(Excerpt to read)
In the first step of a knowledge technology deployment one objectively evaluates proposed technology and methodology and develops an understanding of what is available in the marketplace. One must know what is available in computer systems and from innovations in various supporting communities.
A bottom line is that the human experience of knowledge be shared. At core this is the nature of human communication. A disinterested third party cannot have a vested economic interest, particularly one that is controlling of all other interests. The community at large loses. Society loses.
Only in an economically unencumbered environment can one expect that concept base indexing and the propagation of knowledge be accomplished. The compensation for knowledge sharing has to be accrued to the individuals who are sharing this knowledge.
The tutorial will provide a full disclosure of a fundamental discovery of categorical abstraction and the inventions of stratified theory in the context of knowledge technologies.
Due to the
2001 War on Terrorism, the government is prepared to
scale up IT support for homeland security.
The problem is in the capture and management of meaning and the
inability to extract meaning using purely computational means. In a knowledge war, our conventional IT
'weapons' are weak. In theory, they
could be much stronger.
One must look
to natural science and shift from word-based
indexing to concept-based indexing.
Natural scientists surmise that a concept can be identified and
processed directly, and with revolutionary effects. But
it is not a simple matter to bring this principle into full
application.
The situation
is analogous to World War II. Scientists
surmised that munitions are much
stronger if they were based on a completely different principle -- a
nuclear
reaction rather than a chemical reaction.
The Manhattan Project acted on that theory. Later
peaceful uses of nuclear power where developed.
We propose a
new Manhattan Project for Knowledge Technology
(KT) that will give the Nation a decisive tool in the knowledge war. As the War is won, we expect to see human
productivity increase while the National leads the World in addressing
the root
causes of this unfortunate war.

(Data excerpt)
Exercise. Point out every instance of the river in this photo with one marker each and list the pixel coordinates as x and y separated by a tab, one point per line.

(Task instructions)
• 1. Reproduce the part of the knowledge technology excerpt starting at "Only in an economically" and ending at "of knowledge technologies.".
• 2. In the knowledge technology excerpt, what shift in indexing does it say one must make?

(Full solutions)
• 1.
Only in an economically unencumbered environment can one expect that concept base indexing and the propagation of knowledge be accomplished. The compensation for knowledge sharing has to be accrued to the individuals who are sharing this knowledge.
The tutorial will provide a full disclosure of a fundamental discovery of categorical abstraction and the inventions of stratified theory in the context of knowledge technologies.

• 2. From word-based indexing to concept-based indexing.